§ Short exercise 1
In the node-inspector write-up, why does the author start the container with a bash script instead of launching node directly in CMD? Answer in one to three sentences.
§ Short exercise 2
Answer these questions from the node-inspector write-up:
(a) Which web port does node-inspector use?
(b) Which environment variable does the start script check?
(c) Which base image does the node-debug container's Dockerfile use?
§ Short exercise 3
Extend the node-inspector write-up, starting after its final sentence.

§ Text block
—————

I managed to make it run here. I wish I could run node-inspector as a sidekick container, it would be so clean(EDIT: It is possible, see end of answer). Unfortunately, looking into node-inspector sources, it is not possible to run node-inspector remotely(because node-inspector needs to access files so it can display them) so even container linking is out the window. Maybe it will support it at some point.

Here's is my solution:

In Dockerfile, install node-inspector. I decided to make it global so I can use the same container to debug all my apps.

RUN npm install -g node-inspector

Instead of lunching node in the CMD command, use a bash script that will let you launch more than a single process. This is not the Docker way but as I stated, limit in node-inspector prevent us from using sidekick container. You could also use a more robust solution for process management like supervisor but for debugging a simple script is enough in my opinion.

CMD ["/bin/bash", "start.sh"]

This script checks for the presence of a DEBUG environment variable to launch node and enable debug.

#!/bin/bash

if [ -z ${DEBUG+x} ]; then
  node server.js
else
  node-inspector --web-port 9080 &
  node --debug server.js
fi

I guess you could use the same trick to install or not node-inspector. You can even have conditional statement in RUN command if you want to skip the script for installation.

Then when you want to debug a container, launch it like so:

docker run -d -P -p 9080:9080 --env DEBUG=1 --name my_service \
    -v /home/docker/sources/.../:/usr/src/app custom-node

Now you just need to hit the docker daemon ip for debugging since we exposed the debug port specified in the script(9080) on the docker run command. My Dockerfile already exposes my main port so I used -P for that.

If your container runs on a local VM and you are setup behind a proxy, make sure it either support local addresses or that you disable it before debugging.


EDIT: now works with sidekick container

Here's is the content of my node-debug container Dockerfile

FROM node:4.2.1

EXPOSE 9080

RUN npm install -g node-inspector

CMD ["node-inspector", "--web-port", "9080"]

Docker provides us 2 features to make it as if node-inspector was running locally with the node process.

—————

§ Dataset entries
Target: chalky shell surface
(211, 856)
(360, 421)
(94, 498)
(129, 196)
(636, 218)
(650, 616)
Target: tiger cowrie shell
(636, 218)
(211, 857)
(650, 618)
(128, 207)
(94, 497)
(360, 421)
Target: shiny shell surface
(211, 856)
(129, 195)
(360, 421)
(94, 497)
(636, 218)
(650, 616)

—————

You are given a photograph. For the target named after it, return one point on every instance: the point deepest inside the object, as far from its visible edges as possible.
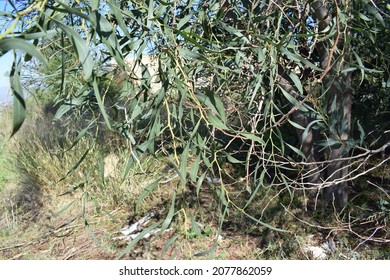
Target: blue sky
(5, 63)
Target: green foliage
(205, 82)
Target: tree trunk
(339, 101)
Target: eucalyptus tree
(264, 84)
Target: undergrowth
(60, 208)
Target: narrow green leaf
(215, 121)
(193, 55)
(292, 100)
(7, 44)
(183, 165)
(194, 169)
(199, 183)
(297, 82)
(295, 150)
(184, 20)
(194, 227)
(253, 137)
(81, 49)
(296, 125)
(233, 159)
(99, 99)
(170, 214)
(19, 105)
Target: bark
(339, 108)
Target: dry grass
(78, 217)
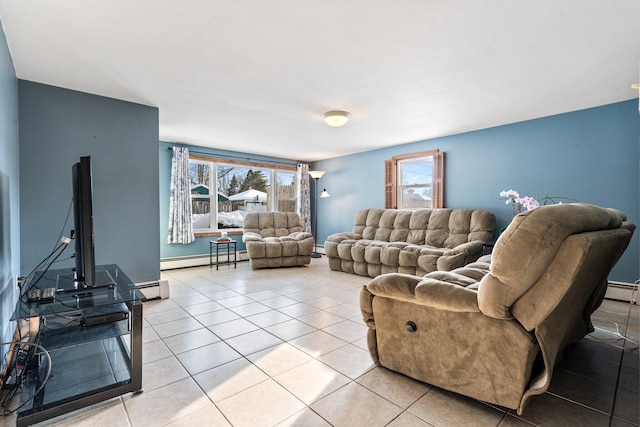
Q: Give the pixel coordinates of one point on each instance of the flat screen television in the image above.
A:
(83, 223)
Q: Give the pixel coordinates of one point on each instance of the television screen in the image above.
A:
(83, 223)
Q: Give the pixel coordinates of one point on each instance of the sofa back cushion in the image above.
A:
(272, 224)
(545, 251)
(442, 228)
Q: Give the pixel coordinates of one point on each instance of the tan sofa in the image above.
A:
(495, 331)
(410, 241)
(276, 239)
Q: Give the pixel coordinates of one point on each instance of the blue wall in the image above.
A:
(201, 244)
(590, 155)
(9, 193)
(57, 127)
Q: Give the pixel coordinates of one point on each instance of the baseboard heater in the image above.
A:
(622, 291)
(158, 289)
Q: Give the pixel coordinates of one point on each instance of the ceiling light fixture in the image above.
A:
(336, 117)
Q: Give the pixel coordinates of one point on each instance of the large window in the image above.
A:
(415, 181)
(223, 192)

—————

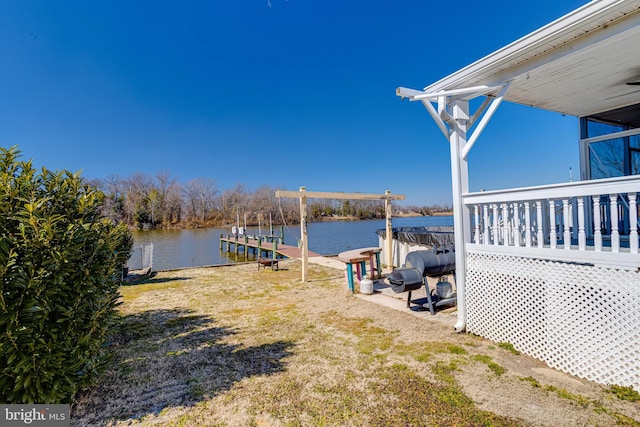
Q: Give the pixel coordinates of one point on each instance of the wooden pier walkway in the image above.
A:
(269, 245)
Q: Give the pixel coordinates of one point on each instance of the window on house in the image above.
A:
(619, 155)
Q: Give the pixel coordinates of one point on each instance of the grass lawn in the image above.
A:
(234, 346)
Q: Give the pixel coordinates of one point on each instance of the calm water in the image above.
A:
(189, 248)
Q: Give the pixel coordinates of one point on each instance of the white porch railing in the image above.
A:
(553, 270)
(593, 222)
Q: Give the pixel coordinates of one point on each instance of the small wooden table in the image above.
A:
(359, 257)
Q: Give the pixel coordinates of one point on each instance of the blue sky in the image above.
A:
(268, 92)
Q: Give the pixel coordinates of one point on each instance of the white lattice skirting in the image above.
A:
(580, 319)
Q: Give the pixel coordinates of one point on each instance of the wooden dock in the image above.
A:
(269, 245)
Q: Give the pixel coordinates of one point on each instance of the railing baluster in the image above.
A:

—————

§ Task answer 1
The script lets one container run more than one process, here both node-inspector and node. The author couldn't use a separate sidekick container because node-inspector can't run remotely: it needs access to the source files so it can display them.

§ Task answer 2
(a) 9080
(b) DEBUG
(c) node:4.2.1

§ Task answer 3
  1. Even though node-inspector seems to imply you can connect to remote machine by telling you to connect to 127.0.0.1:8080/?ws=127.0.0.1&port=5858, I couldn't find any code that was parsing the ws parameter so I used docker net config option to pop the node-debug container in the same network stack as my debugged process: --net=container:mysvc. This way, node-inspector can open the websocket connection to localhost:5858.

  2. By using the same mount point as your debugged process, you can fake file locality to the node-inspector process.

Now to make it a little more convenient, I would suggest to use data container for your app sources.

If you want the possibility to start node in debug or not, continue to use the start.sh script(remove the node inspector command though). I wonder if we could use a signal with docker though, that would remove the dependency on start.sh entirely.

if [ -z ${DEBUG+x} ]; then
  node server.js
else
  node --debug server.js
fi

So create the data container:

docker create -v /home/docker/sources/.../:/usr/src/app  \
    --name my_service-src custom-node /bin/true

Launch node app and expose node-inspector debug port:

docker run -d -P -p 9080:9080 --env DEBUG=1 --name my_service \
    --volumes-from my_service-src custom-node

Launch node-debug container:

docker run -d --net=container:my_service --volumes-from my_service-src \
    --name node-debug node-debug

This way, you can quickly spawn node-debug container on the fly to debug a node process.

Connect to docker ip and enjoy your debugging session !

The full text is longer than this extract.